Go through the entries, filter for the word "stone", and copy every line that has it.
---
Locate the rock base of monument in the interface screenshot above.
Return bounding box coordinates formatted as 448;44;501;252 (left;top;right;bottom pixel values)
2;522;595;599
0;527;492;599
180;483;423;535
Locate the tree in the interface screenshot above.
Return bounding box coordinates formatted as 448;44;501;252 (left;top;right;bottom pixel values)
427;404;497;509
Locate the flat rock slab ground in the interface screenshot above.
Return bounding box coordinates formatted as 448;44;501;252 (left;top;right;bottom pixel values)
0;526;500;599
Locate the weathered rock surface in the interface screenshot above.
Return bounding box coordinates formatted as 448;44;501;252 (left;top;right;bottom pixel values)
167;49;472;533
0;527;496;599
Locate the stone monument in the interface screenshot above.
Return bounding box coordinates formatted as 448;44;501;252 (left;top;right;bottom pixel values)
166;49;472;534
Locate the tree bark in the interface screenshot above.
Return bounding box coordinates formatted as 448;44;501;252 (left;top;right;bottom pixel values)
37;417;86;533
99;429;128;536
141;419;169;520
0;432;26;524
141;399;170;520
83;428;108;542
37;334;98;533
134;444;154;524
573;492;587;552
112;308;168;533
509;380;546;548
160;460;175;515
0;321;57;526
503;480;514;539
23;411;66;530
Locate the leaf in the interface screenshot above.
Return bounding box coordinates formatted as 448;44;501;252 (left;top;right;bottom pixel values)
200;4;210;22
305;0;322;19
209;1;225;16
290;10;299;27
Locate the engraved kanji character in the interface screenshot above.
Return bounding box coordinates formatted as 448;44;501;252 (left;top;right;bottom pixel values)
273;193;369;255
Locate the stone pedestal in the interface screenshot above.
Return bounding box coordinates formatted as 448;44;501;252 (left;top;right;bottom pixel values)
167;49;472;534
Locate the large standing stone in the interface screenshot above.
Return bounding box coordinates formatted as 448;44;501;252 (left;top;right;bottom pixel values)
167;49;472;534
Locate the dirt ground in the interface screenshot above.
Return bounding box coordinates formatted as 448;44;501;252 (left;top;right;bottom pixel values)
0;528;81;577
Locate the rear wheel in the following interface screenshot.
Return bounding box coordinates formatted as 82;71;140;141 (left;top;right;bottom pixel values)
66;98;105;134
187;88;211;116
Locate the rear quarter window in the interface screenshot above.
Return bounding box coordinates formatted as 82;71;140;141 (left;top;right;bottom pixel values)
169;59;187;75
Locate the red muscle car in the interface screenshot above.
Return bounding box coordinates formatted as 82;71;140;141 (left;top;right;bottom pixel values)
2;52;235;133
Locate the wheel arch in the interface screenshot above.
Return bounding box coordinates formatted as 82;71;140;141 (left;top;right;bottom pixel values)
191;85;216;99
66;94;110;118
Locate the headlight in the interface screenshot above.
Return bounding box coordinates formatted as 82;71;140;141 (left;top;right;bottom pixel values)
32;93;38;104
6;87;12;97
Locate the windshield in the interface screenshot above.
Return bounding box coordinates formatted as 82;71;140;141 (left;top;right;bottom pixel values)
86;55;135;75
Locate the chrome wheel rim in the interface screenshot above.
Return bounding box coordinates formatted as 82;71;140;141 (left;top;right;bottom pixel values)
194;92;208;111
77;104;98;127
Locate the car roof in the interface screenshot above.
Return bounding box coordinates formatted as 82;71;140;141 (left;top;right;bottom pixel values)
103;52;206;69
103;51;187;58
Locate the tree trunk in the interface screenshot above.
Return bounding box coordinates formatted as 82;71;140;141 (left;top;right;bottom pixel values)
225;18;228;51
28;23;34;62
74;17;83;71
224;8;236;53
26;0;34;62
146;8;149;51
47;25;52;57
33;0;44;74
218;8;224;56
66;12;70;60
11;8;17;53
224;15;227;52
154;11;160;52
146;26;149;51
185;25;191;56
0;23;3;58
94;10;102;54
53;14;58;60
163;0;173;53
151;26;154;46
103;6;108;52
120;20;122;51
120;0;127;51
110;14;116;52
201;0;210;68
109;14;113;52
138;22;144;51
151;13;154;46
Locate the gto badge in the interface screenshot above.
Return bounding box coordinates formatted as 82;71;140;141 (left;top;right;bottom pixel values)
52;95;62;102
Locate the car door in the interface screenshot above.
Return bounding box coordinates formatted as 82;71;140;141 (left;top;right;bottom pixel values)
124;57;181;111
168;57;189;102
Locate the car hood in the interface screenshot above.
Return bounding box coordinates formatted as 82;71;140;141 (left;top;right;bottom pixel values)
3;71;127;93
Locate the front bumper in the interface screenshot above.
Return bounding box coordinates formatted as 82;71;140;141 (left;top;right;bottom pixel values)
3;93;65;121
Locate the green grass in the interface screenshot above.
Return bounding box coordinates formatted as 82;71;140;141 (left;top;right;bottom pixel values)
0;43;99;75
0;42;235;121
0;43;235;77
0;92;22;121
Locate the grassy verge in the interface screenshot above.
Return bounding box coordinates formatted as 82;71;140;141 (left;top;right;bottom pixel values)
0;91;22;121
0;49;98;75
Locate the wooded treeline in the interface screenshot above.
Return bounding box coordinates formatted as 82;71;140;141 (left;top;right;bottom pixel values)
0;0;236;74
---
# RESPONSE TO THIS TASK
Locate the stone monument in the interface screenshot above.
Locate the stone pedestal in the interface screenshot above.
Locate the large standing stone in the interface screenshot above.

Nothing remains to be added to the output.